• [TASKS]:
**1.** From the article below on Wizard of Oz adaptations, list every performer it names as the star of an Oz production, each with the production it links them to.
**2.** Write the next few paragraphs of the article below on Wizard of Oz adaptations, picking up after its last sentence.

(EXERCISE PASSAGE begins)

The Wizard of Oz is one of the most beloved and iconic films of all time. Thanks in part to its stunning use of color in 1939, it became an instant classic and has never left the public imagination. But Judy Garland’s version wasn’t the first adaptation of L. Frank Baum’s story, nor would it be the last.
HBO is teaming up with the director of the critically acclaimed Watchmen series, Nicole Kassell, to adapt the story for a new generation. Are we excited about this news?
An Oz for All Seasons
The 1939 film casts a long (technicolor) shadow over the story and characters created by L. Frank Baum. However, for later generations, The Wiz (1978) breathed new life into the world and is iconic in its own right.
If you were an 80s or 90s kid, then you grew up having nightmares about Return to Oz (1985), the dark and disturbing film starring Fairuza Balk. In a similar vein, the 2007 miniseries Tin Man reimagined Oz as a dark science-fantasy tale starring Zooey Deschanel.
Less successful was the big-budget movie Oz the Great and Powerful starring James Franco. The prequel was supposed to be another hit on the level of Alice in Wonderland, but it failed to perform at the box office. A TV series on NBC in 2015 was canceled after just one season, proving that Oz was a tougher sell for audiences than the studios hoped.
Nicole Kassell has a tough job ahead of her. She seems up to the challenge, however, stating in a press release that:
“While the 1939 musical is part of my DNA, I am exhilarated and humbled by the responsibility of re-imagining such a legendary tale. The opportunity to examine the original themes — the quest for courage, love, wisdom and home — feels more timely and urgent than ever. These are profoundly iconic shoes to fill, and I am eager to dance alongside these heroes of my childhood as we pave a newly minted yellow brick road.”
Is Oz in the Public Domain?
Fun fact: In the original book by L. Frank Baum, Dorothy’s slippers were silver! The Hollywood production changed them to be the iconic ruby slippers because they wanted the bright red to pop on screen. Clearly it was a smart choice since Dorothy’s shoes are one of the most famous costume pieces in movie history.
The first book in the series, The Wonderful Wizard of Oz, was published in 1900 and became a Broadway musical two years later. Baum wrote thirteen more books, but it was clear that Baum’s heart wasn’t really in it. He felt pressured by both his young fans and his publishers to keep cranking out a new book every year.

(EXERCISE PASSAGE ends)
(SOURCE DATA begins)

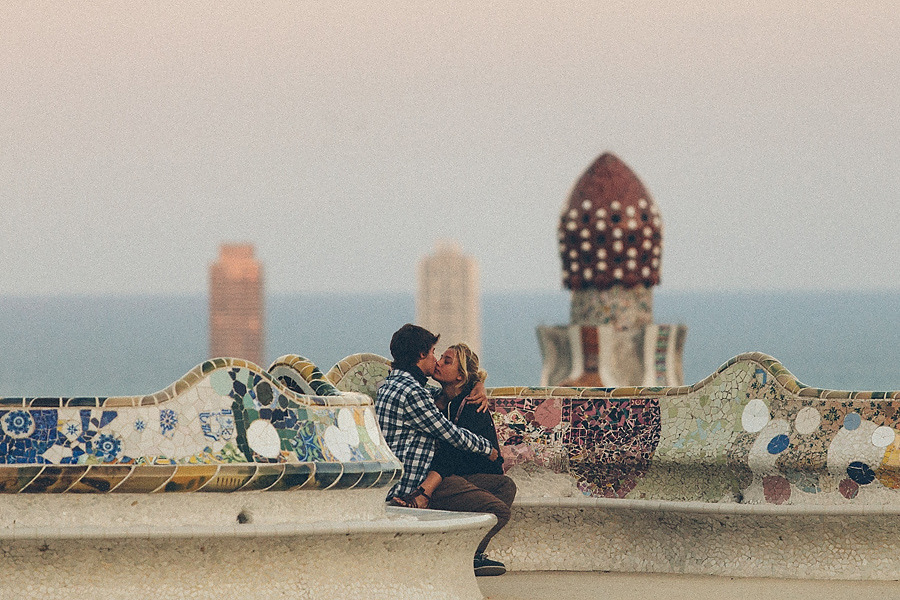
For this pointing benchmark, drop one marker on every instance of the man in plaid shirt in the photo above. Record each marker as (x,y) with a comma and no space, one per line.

(SOURCE DATA ends)

• [ANSWER SECTION]:
**1.**
- Judy Garland: the 1939 film The Wizard of Oz
- Fairuza Balk: Return to Oz (1985)
- Zooey Deschanel: the 2007 miniseries Tin Man
- James Franco: Oz the Great and Powerful

**2.**
Baum passed away in 1919, and his publishers hired a ghostwriter named Ruth Plumly Thompson to continue the brand. Thompson wrote another 21 books set in Oz. The original novel entered the public domain in 1956; however, the 1939 film is still protected by copyright.
That presents an interesting challenge for anyone hoping to adapt the work without getting sued by MGM studios. While the characters are not copyrighted, their appearance in the film and any dialogue written for the script is protected.
Tony DiTerlizzi used that legal loophole to write The Search for Wondla, a post-apocalyptic tale of a girl on a quest to find other humans, fueled by a fragment of a story that turns out to be (spoiler alert for a ten-year-old book) The Wonderful Wizard of Oz.
Sadly the planned movie adaptation of Wondla never made it to the big screen.
What About Wicked?
You can’t talk about Oz adaptations without mentioning Wicked. Gregory McGuire’s Oz prequel was a modest success as a book but a wildly popular and lucrative smash as a musical. I actually got to see the original Broadway cast of Wicked, featuring Idina Menzel and Kristen Chenoweth, and the show was truly incredible.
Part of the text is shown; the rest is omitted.